» **Aim**: Only the lines from the one with "pistil, given as one point per instance." onward are wanted, through the last line of the entries, set down exactly.

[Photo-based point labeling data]
--- --- ---

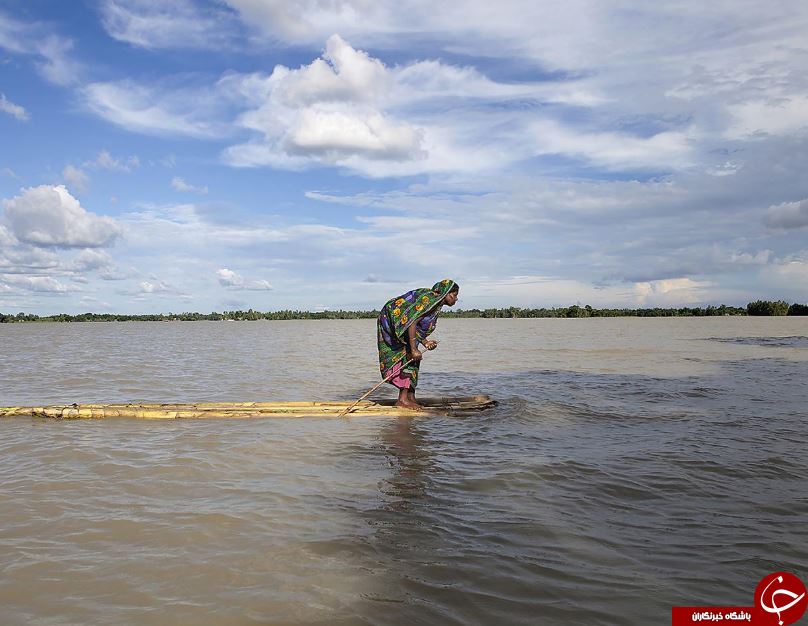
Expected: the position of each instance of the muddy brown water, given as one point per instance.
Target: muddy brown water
(631, 465)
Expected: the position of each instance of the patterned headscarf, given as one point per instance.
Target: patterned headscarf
(415, 304)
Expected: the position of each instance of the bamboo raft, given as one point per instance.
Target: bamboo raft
(431, 406)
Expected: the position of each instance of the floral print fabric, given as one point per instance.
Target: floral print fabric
(420, 307)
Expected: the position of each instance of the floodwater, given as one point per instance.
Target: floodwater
(631, 465)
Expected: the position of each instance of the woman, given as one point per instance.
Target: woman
(403, 323)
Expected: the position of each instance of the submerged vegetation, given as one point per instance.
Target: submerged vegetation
(759, 307)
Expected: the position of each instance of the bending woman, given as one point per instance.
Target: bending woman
(405, 322)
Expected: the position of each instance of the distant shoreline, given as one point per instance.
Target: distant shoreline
(757, 308)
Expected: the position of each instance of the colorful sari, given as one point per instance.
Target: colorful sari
(420, 307)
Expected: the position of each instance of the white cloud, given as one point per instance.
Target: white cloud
(229, 278)
(180, 185)
(15, 110)
(333, 135)
(75, 177)
(91, 259)
(156, 286)
(259, 285)
(666, 150)
(788, 215)
(42, 284)
(166, 24)
(772, 117)
(50, 216)
(670, 292)
(146, 109)
(52, 52)
(106, 161)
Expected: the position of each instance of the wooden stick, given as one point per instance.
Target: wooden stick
(390, 376)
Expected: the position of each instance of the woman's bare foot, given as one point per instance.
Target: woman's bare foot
(406, 400)
(406, 404)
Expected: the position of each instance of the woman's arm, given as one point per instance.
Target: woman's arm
(412, 343)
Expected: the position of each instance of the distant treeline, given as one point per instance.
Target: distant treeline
(759, 307)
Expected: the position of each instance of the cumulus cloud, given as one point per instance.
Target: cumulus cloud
(75, 177)
(49, 216)
(328, 110)
(42, 284)
(180, 185)
(788, 215)
(91, 259)
(156, 286)
(229, 278)
(106, 161)
(15, 110)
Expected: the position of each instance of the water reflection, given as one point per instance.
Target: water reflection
(410, 461)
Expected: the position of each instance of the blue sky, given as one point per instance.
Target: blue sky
(198, 155)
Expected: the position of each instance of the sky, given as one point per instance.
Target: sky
(209, 155)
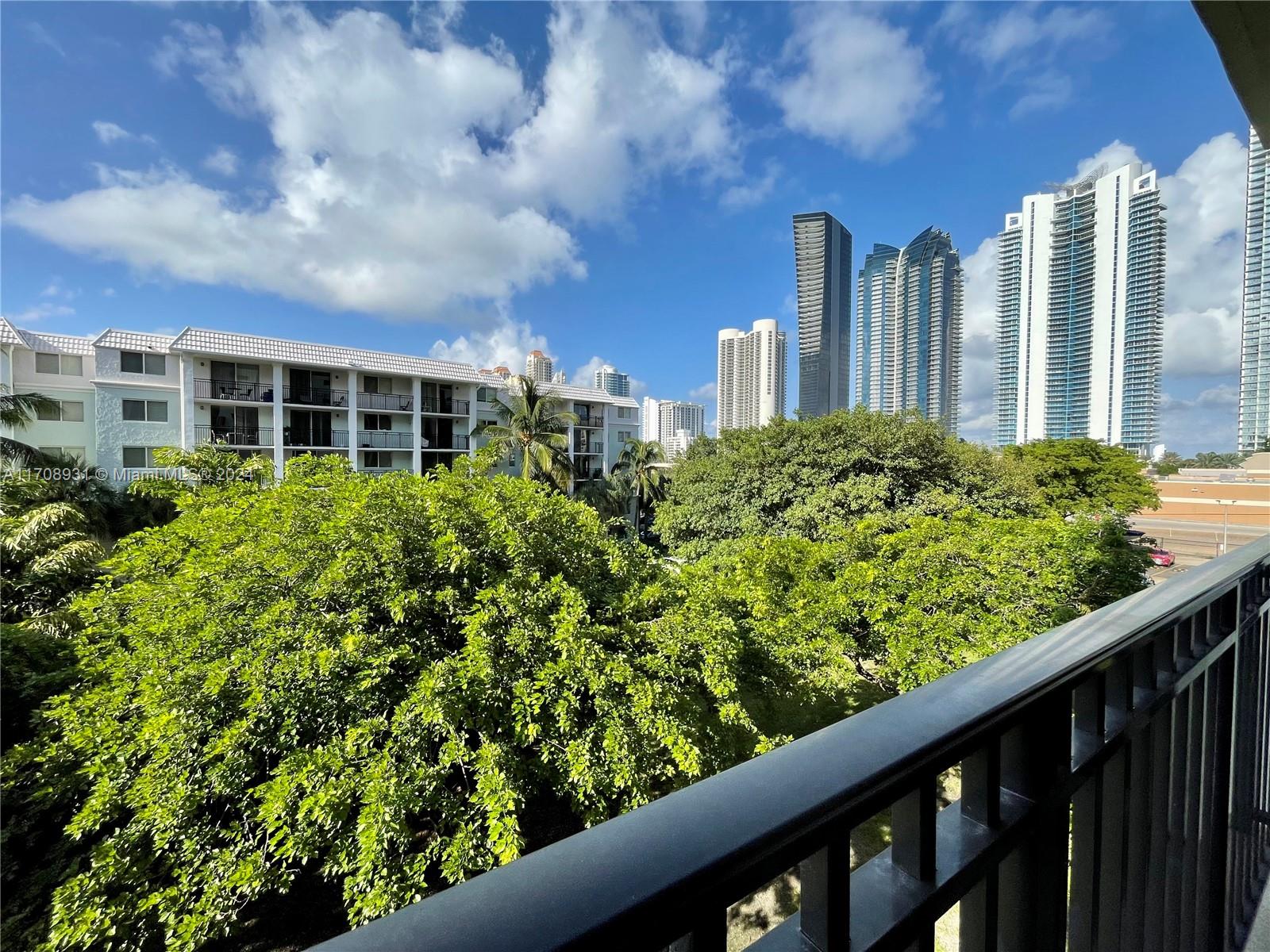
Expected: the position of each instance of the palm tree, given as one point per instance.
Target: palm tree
(610, 497)
(48, 555)
(1218, 461)
(645, 461)
(533, 425)
(18, 410)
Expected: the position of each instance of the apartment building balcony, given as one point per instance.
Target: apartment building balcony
(329, 440)
(393, 403)
(459, 442)
(233, 391)
(385, 440)
(235, 436)
(1115, 793)
(314, 397)
(446, 406)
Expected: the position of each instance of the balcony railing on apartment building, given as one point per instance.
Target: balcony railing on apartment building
(444, 405)
(1115, 795)
(233, 390)
(235, 436)
(385, 440)
(310, 438)
(455, 441)
(393, 403)
(314, 397)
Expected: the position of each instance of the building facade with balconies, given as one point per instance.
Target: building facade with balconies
(122, 395)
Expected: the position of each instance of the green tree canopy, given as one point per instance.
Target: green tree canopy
(1086, 476)
(812, 478)
(380, 685)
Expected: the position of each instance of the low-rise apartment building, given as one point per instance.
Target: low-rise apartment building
(124, 393)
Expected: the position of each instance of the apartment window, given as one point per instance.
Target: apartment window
(133, 362)
(139, 457)
(73, 452)
(67, 410)
(65, 365)
(146, 410)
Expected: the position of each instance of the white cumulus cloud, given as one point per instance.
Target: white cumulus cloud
(408, 178)
(222, 162)
(852, 79)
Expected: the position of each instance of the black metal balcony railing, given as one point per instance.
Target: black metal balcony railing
(385, 440)
(233, 390)
(455, 441)
(313, 438)
(1115, 795)
(444, 405)
(235, 436)
(393, 403)
(314, 397)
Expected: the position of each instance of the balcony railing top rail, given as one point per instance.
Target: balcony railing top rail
(385, 440)
(1123, 734)
(292, 437)
(314, 397)
(235, 436)
(393, 403)
(233, 390)
(446, 406)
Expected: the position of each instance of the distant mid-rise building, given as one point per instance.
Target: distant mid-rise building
(908, 329)
(1255, 352)
(673, 423)
(537, 367)
(822, 268)
(752, 374)
(613, 381)
(1080, 313)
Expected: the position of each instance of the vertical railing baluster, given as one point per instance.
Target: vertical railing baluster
(981, 801)
(1142, 808)
(1176, 823)
(1035, 757)
(1111, 846)
(1089, 704)
(825, 919)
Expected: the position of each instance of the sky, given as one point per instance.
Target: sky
(609, 184)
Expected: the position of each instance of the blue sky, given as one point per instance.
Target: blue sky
(609, 184)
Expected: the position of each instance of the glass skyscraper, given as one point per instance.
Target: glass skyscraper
(908, 329)
(1080, 313)
(1255, 355)
(822, 266)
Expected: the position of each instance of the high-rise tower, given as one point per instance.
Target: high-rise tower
(752, 374)
(822, 267)
(908, 338)
(1080, 313)
(1255, 353)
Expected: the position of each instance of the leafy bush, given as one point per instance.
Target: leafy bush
(812, 478)
(391, 682)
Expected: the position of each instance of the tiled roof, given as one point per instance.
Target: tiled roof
(57, 343)
(221, 343)
(10, 334)
(133, 340)
(591, 395)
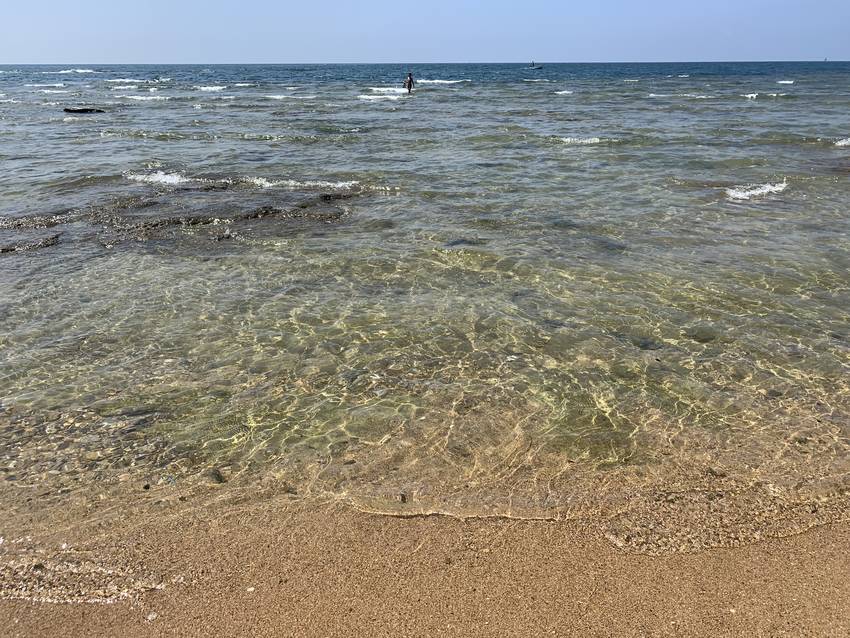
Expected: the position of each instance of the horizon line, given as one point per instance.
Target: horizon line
(795, 61)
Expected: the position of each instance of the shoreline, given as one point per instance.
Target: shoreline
(294, 567)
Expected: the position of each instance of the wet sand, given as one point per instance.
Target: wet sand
(288, 567)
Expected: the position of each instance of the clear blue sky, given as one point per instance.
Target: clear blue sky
(194, 31)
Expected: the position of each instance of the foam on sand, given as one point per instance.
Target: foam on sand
(755, 191)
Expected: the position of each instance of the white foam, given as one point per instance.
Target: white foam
(379, 97)
(159, 177)
(67, 71)
(751, 191)
(174, 179)
(144, 98)
(581, 141)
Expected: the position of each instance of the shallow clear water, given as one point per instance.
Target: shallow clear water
(513, 292)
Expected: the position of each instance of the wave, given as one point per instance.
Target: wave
(692, 96)
(582, 141)
(175, 179)
(751, 191)
(159, 177)
(67, 71)
(144, 98)
(380, 97)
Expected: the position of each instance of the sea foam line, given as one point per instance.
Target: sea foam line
(175, 179)
(752, 191)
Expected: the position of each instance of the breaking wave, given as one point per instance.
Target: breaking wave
(754, 191)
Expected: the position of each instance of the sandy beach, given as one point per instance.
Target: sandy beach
(283, 566)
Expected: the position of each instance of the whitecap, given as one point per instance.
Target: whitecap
(67, 71)
(379, 97)
(750, 191)
(144, 98)
(159, 177)
(580, 141)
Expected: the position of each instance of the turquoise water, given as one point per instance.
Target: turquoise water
(514, 292)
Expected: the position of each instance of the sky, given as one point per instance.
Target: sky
(282, 31)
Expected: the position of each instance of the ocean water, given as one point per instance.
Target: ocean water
(610, 292)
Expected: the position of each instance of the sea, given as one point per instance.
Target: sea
(608, 293)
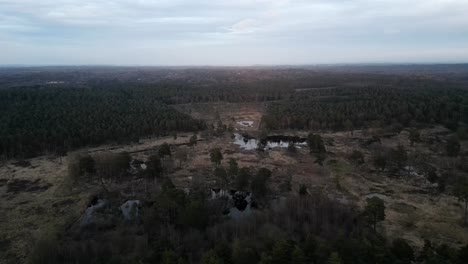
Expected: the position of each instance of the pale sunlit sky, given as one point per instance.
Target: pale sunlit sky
(240, 32)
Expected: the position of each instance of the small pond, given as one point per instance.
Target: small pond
(240, 203)
(277, 141)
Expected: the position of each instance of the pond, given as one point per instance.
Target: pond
(276, 141)
(240, 203)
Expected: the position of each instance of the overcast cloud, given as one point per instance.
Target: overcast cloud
(238, 32)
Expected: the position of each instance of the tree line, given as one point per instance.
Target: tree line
(38, 119)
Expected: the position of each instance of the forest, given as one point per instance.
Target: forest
(34, 120)
(354, 108)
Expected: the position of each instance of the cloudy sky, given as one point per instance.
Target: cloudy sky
(237, 32)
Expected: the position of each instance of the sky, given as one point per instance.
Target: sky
(237, 32)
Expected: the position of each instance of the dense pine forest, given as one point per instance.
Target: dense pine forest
(38, 119)
(121, 105)
(277, 166)
(355, 108)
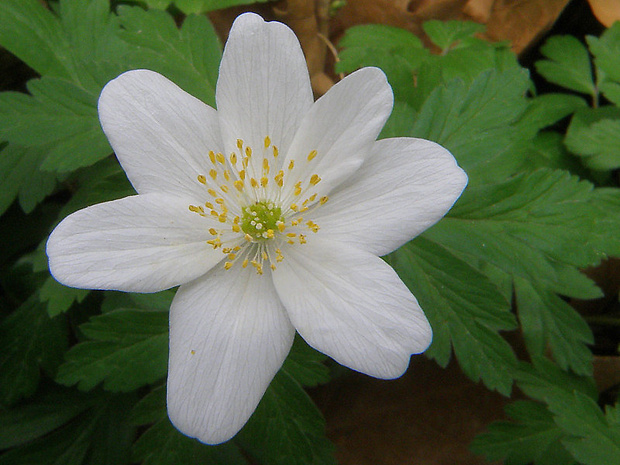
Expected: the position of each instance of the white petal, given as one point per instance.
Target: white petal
(341, 126)
(352, 306)
(403, 188)
(229, 335)
(143, 243)
(160, 134)
(263, 87)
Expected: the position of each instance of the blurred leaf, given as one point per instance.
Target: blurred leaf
(126, 349)
(593, 135)
(465, 310)
(287, 428)
(592, 438)
(29, 341)
(448, 34)
(531, 438)
(396, 51)
(189, 56)
(534, 226)
(99, 436)
(470, 120)
(548, 322)
(20, 176)
(568, 64)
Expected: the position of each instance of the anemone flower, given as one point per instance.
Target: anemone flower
(270, 212)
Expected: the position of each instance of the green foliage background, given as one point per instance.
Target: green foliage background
(540, 207)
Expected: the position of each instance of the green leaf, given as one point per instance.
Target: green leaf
(50, 409)
(162, 444)
(448, 34)
(127, 349)
(531, 438)
(464, 308)
(476, 119)
(592, 438)
(396, 51)
(29, 341)
(606, 50)
(593, 135)
(189, 56)
(20, 176)
(99, 436)
(547, 321)
(534, 226)
(568, 64)
(287, 428)
(60, 115)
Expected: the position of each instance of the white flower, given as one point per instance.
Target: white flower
(271, 213)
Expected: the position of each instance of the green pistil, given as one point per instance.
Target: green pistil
(261, 220)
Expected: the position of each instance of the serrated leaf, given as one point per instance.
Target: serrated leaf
(592, 438)
(59, 115)
(476, 119)
(464, 309)
(127, 349)
(287, 428)
(50, 409)
(21, 177)
(396, 51)
(533, 226)
(568, 64)
(531, 438)
(99, 436)
(593, 135)
(189, 56)
(549, 322)
(29, 341)
(448, 34)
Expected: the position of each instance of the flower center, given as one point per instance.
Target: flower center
(258, 211)
(261, 220)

--- --- ---

» **Response to this task**:
Expected: the position of each instance of the green pistil, given as one point per instance.
Target: green pistil
(261, 220)
Expected: the position of each instance of the serrated leaf, given as one point per instance.
Target: serrated leaf
(592, 438)
(59, 115)
(476, 119)
(464, 309)
(127, 349)
(287, 428)
(50, 409)
(21, 177)
(396, 51)
(533, 226)
(568, 64)
(531, 438)
(99, 436)
(593, 135)
(189, 56)
(549, 322)
(29, 341)
(448, 34)
Expected: the position of each instance of the flower center, given as one point per instance.
Target: flower center
(258, 211)
(261, 220)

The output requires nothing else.